> _Given request_
Return each of the items below verbatim, leaving every line unchanged.
===== Material =====
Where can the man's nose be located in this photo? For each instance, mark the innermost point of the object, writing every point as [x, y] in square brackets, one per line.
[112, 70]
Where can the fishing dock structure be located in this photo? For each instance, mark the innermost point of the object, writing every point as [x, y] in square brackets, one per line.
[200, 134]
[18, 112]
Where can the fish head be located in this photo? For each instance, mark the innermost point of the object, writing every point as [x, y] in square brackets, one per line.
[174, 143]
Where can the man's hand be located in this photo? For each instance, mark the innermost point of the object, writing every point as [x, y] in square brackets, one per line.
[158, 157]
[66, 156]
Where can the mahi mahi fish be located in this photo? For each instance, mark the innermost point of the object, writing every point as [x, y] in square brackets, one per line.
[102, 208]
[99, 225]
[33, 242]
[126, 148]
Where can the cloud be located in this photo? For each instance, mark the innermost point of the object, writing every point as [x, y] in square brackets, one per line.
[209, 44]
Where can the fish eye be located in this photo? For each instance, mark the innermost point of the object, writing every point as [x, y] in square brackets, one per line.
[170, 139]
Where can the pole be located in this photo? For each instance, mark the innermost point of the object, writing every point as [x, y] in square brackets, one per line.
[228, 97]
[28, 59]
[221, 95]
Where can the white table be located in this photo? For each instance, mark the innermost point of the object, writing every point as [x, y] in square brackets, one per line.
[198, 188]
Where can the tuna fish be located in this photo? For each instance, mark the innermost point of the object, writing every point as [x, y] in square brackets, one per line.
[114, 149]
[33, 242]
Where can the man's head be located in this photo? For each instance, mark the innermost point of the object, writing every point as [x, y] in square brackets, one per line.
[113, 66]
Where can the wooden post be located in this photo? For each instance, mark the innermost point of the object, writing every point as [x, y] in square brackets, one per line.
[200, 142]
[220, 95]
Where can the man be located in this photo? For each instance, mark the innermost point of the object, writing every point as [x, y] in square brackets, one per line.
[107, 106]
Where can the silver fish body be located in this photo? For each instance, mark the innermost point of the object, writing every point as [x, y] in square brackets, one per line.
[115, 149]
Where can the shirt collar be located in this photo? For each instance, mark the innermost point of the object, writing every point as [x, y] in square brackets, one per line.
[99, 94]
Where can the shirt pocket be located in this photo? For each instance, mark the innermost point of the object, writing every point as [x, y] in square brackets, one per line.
=====
> _Solution for this task_
Where can the man's nose be located in this photo? For each instance, mark the innermost point of the object, writing every point as [x, y] in square brackets, one per line.
[112, 70]
Where can the fishing dock structure be located in this photo? For each instance, mark the innermost point of the object, writing every point as [x, y] in square brackets, one per line.
[200, 134]
[18, 112]
Where can the fish head be located in this photo? For each instance, mark the innermost point of the object, writing every point as [x, y] in square brackets, one per line.
[174, 143]
Where can the man's hand be located in this photo? For each instance, mark the innermost point of the object, writing every point as [x, y] in square brackets, one per line.
[158, 157]
[66, 156]
Where can the mahi mahi fish be located in this photo? For each instance, mark the innermost point of the object, writing every point as [x, y] in square brackets, one per line.
[102, 208]
[99, 225]
[33, 242]
[126, 148]
Where can the cloud be located in this photo? For each instance, mark the innermost point of the object, writing every point as [x, y] in square brackets, one per line.
[209, 44]
Where can the fish eye be located in this photo? For each instance, mark the innermost point of the object, writing every point as [x, y] in square brackets, one per line.
[170, 139]
Where can the pole be located in this photo? For each instance, mark the innermost point of the object, writing every point as [x, y] in square brackets, one per line.
[228, 97]
[28, 59]
[221, 95]
Where can the white table be located in this photo? For each instance, mark the innermost point of the object, writing every point as [x, y] in square brackets, one per line.
[198, 188]
Where can the tuna fish be located in this photo? For each instance, mark the innermost point of the object, writing every point as [x, y] in square brackets, one per line.
[114, 149]
[33, 242]
Where can the man's head be located in this photo? For each instance, mark the innermost point of the object, writing every point as [x, y] in square brackets, one per line.
[113, 66]
Where can the wooden post be located in this photo? For each instance, mark the innermost point of the object, writing every point as [x, y] in square brackets, one per line.
[200, 142]
[220, 95]
Where can the man be located in this photo? For each instance, mark the innermost point of the object, writing every point as [x, y] in square brackets, one per line.
[107, 106]
Where can the silver fish body be located in this photo? For each instance, mark the innermost point of the object, writing every point as [x, y] in square brackets, one per line.
[115, 149]
Where can the shirt collar be located in this photo? For each instance, mark the innermost point of the object, writing every point as [x, y] in square brackets, one per line.
[99, 94]
Where can the shirt pocket be located in this photo? For each instance, mark the innermost point of the object, writing every point as [x, y] in square brackets, one per line.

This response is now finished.